ラスボス前症候群/ゲームクリアしたくない病

ラスボス前症候群/ゲームクリアしたくない病

 ラスボス前でゲーム止める症状。別に病気ではない。

アクションやシューティングではなく、ストーリー性のあるもの、特にRPGによく見られるとされる。

論文であったりする

 この症状は、遠藤雅伸氏の論文で「温存」と呼ばれている。

この論文自体は「ゲームを途中でやめる理由」の調査。 ラスボス前とは限らない点に注意。
統計の中の目立った特徴としてコメントされている。

(9)温存:2要素

・未完/クリアするとゲームが終わってしまうためゲーム世界に居続けるためにプレイを凍結

・他目的/クリアする前に他のクエストをやり終えるつもりでプレイしない、他にできることをやり込む予定でプレイしない

http://endohlab.org/paper/whydoplayersdrop.pdf

「他目的」の場合でも、エンディングを迎えたら終わりだから先に他のことを済ませる、という心理だろう。この場合でも「ゲームを終わらせたくない/やり尽くしたい」念はあると思われる。

[ポイント注釈セットの項目]
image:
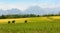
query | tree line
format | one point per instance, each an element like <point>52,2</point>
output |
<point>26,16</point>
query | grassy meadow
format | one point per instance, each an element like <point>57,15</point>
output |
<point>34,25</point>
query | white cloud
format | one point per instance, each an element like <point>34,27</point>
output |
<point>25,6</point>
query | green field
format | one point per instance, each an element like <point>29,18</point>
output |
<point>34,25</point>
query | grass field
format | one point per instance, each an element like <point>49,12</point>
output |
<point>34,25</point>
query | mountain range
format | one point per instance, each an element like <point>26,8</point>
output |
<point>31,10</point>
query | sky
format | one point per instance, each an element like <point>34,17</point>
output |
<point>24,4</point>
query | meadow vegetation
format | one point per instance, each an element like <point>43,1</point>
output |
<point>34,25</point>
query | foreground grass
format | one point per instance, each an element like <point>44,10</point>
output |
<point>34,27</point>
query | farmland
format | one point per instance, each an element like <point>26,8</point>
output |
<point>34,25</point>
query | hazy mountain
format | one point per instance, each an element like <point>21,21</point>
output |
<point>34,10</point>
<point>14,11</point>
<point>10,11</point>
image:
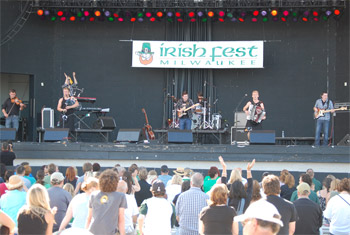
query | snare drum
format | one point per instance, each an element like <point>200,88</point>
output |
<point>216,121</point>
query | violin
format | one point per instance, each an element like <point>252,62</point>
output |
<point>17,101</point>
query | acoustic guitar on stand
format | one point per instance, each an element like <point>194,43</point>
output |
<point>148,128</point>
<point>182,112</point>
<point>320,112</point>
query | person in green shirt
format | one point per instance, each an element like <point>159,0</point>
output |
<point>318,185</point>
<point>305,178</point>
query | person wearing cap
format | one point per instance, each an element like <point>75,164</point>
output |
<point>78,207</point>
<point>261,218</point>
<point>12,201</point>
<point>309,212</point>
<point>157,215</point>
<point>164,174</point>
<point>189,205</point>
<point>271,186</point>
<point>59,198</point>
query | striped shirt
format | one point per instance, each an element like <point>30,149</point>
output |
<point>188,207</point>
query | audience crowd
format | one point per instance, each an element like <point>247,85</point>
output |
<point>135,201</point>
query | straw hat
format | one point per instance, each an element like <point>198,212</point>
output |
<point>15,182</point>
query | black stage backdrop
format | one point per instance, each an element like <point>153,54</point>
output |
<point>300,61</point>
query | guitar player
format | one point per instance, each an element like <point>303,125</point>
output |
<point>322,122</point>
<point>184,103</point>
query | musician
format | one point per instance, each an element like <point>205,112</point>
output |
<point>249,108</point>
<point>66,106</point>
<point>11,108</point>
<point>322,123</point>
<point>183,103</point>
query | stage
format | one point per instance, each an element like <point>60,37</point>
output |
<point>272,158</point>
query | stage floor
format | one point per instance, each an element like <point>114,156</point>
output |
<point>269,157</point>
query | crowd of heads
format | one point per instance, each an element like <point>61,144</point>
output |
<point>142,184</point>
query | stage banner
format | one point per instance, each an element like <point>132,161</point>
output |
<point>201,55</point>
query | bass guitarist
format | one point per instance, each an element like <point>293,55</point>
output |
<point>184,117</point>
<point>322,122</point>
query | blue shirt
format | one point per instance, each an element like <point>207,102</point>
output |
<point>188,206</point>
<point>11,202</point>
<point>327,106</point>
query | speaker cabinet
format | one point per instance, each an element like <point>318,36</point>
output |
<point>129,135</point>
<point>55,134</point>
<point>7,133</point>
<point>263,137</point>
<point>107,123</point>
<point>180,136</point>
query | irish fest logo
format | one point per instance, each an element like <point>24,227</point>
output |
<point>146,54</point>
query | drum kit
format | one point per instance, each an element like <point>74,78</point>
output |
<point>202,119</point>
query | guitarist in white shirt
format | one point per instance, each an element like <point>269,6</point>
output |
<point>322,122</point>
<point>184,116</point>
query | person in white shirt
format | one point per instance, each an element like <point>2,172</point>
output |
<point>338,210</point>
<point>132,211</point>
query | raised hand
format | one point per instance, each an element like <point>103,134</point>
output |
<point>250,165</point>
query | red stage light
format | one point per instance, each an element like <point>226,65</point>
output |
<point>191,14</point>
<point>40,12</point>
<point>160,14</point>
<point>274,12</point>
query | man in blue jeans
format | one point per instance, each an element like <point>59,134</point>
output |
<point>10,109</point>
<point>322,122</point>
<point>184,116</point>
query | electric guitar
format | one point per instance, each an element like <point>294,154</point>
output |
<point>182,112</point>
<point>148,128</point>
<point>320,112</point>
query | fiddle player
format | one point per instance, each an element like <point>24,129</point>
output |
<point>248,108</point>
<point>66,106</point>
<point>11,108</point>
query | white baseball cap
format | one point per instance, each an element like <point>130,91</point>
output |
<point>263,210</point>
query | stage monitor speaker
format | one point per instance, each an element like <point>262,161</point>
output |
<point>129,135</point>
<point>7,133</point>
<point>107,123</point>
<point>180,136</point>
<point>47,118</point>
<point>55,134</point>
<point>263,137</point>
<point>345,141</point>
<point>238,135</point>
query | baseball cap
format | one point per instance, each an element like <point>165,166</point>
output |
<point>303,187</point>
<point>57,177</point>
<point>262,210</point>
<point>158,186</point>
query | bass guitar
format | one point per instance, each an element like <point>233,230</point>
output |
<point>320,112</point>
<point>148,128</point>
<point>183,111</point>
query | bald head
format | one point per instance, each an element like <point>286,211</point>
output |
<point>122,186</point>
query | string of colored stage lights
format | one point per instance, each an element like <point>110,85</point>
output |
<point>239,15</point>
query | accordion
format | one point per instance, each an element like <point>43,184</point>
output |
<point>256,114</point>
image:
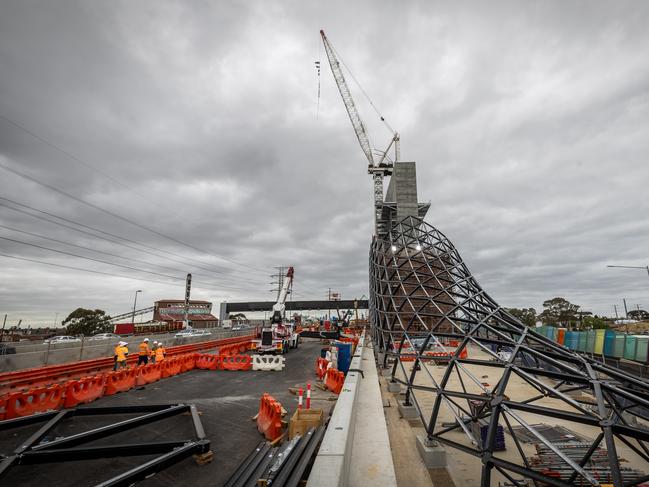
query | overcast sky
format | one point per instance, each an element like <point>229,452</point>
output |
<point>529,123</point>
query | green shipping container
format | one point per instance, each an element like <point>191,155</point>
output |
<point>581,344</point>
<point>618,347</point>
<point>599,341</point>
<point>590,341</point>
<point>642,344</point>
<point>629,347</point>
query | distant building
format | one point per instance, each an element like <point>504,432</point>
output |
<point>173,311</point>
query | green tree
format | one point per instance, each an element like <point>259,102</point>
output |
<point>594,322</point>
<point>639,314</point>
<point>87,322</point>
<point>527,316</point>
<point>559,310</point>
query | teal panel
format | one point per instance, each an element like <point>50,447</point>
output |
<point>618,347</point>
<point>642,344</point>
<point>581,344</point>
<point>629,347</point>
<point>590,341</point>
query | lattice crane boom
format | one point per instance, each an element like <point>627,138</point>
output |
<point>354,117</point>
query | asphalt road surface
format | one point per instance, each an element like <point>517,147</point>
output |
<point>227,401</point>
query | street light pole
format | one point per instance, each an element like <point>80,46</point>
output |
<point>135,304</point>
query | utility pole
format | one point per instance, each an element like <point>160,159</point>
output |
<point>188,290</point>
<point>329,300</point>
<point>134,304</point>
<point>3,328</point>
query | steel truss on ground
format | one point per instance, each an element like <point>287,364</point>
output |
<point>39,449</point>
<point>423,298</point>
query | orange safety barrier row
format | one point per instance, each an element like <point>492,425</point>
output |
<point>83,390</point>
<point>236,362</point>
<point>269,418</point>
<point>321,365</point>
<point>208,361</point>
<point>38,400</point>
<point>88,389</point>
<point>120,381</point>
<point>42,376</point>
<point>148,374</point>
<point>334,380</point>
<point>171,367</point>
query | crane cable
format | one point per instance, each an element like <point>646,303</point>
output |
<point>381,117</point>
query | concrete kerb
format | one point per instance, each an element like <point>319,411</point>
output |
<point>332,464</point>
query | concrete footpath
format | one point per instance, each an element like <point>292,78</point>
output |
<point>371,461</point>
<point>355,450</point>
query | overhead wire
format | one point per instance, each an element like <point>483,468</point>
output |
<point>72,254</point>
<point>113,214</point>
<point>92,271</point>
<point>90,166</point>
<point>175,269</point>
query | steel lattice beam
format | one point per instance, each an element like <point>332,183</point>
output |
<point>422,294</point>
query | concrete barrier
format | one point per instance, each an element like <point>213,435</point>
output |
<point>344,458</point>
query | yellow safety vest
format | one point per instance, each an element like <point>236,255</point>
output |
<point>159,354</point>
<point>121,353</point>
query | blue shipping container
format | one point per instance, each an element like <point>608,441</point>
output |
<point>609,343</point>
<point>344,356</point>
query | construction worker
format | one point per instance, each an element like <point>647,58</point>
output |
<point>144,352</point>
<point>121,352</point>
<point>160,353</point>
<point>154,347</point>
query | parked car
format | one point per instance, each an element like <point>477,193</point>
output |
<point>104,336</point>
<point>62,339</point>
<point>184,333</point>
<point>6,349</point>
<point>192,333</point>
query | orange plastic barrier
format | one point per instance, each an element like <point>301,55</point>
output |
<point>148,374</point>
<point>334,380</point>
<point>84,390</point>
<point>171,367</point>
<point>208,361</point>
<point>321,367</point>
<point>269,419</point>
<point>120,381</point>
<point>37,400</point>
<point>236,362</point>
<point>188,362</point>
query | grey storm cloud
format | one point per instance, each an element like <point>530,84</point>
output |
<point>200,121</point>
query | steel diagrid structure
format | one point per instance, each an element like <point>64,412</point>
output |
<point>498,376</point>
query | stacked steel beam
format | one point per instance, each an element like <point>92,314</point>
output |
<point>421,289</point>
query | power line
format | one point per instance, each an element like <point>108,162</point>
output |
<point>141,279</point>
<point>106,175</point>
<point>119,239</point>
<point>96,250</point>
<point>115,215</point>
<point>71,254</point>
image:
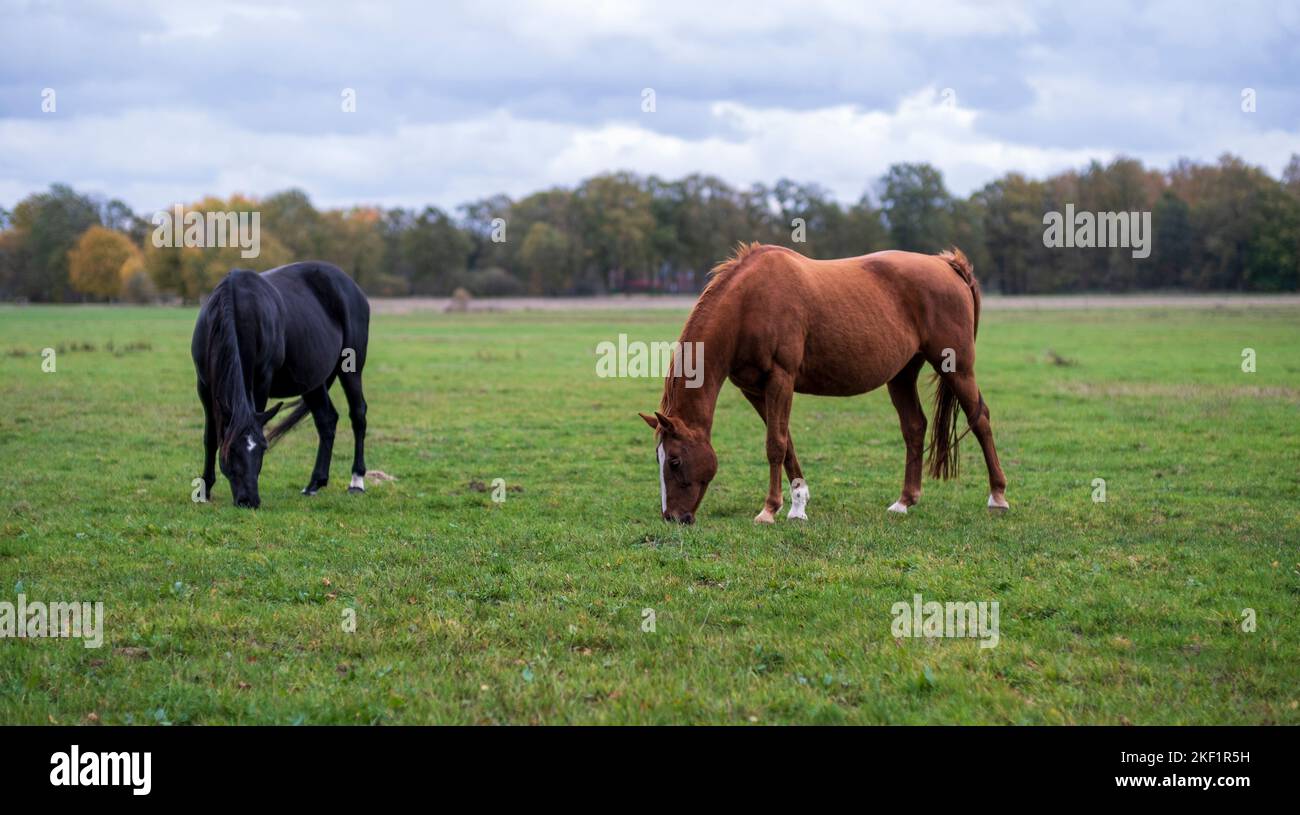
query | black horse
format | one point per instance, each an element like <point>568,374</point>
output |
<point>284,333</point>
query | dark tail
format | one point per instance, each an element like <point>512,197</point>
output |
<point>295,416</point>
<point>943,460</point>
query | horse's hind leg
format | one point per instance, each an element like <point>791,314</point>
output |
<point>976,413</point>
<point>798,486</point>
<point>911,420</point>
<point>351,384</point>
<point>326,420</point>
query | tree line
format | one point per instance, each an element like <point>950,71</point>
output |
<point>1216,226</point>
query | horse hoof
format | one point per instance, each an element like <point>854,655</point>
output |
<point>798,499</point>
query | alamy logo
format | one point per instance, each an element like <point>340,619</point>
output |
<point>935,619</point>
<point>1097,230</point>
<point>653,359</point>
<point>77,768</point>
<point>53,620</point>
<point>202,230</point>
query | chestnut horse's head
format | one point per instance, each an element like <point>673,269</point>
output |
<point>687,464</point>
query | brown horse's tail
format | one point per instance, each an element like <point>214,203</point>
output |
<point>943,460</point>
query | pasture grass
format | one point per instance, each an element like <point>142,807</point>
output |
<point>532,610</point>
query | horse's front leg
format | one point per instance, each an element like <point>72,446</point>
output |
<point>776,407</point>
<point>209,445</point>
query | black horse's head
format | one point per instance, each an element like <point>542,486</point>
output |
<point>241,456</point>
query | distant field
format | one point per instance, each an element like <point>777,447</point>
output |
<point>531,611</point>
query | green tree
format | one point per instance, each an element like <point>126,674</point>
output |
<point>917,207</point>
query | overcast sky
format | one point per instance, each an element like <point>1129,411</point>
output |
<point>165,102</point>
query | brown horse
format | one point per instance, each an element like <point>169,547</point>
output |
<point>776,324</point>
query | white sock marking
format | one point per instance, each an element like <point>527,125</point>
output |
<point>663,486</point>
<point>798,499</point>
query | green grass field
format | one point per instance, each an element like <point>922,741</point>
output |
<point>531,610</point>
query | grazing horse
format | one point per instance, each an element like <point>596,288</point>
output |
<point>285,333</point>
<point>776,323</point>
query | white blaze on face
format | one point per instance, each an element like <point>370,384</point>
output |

やること →
1 - ラスボス前症候群についての本文を読み、次の問いに答えよ。
(a) この症状が特によく見られるとされるのは、どのようなゲームか。
(b) 遠藤雅伸氏の論文では、この症状は何と呼ばれているか。
(c) その論文自体は、何についての調査か。
2 - ラスボス前症候群についての本文を、最後の文の続きから書き進めよ。

解答 →
1 -
(a) ストーリー性のあるゲーム、特にRPGによく見られるとされる。
(b) 「温存」と呼ばれている。
(c) 「ゲームを途中でやめる理由」についての調査である。

2 -
本調査で特に新たな要素として浮かび上がったのが「温存」という離脱理由である。これは離脱というより実質プレイしていないにも関わらず「プレイ中」であるという意識に他ならない。

しかし温存という行動自体が、数人の外国人からヒアリングした範囲では理解されず、日本ゲーム文化に特徴的な行動である可能性は否定できない。

http://endohlab.org/paper/whydoplayersdrop.pdf

以前やった「眠れない」じゃなくて「寝たくない」という気持ちの話とも通じるかも知れない。どの道プレイヤーはもっとその世界に浸りたいと思っているわけで、クリエイターの勝利ではあるだろう。

ゲームに対して人は正直だ。「好き嫌い」の領分だから。このため当人の素と共に国民性は出るのかも知れない。

バートルテスト

日本語訳バートルテスト:http://aladaka.blogspot.com/2016/05/bartle-test-jp.html

・バートルテストと呼ばれるゲームの楽しみ方の性格分析では、アチーバー(達成者)、キラー(殺人者。PVPや競争)、エクスプローラー(探検家)、ソーシャライザー(社交家)の4つのプレイヤータイプがある。要は何を楽しみを感じるかは人によって分かれる。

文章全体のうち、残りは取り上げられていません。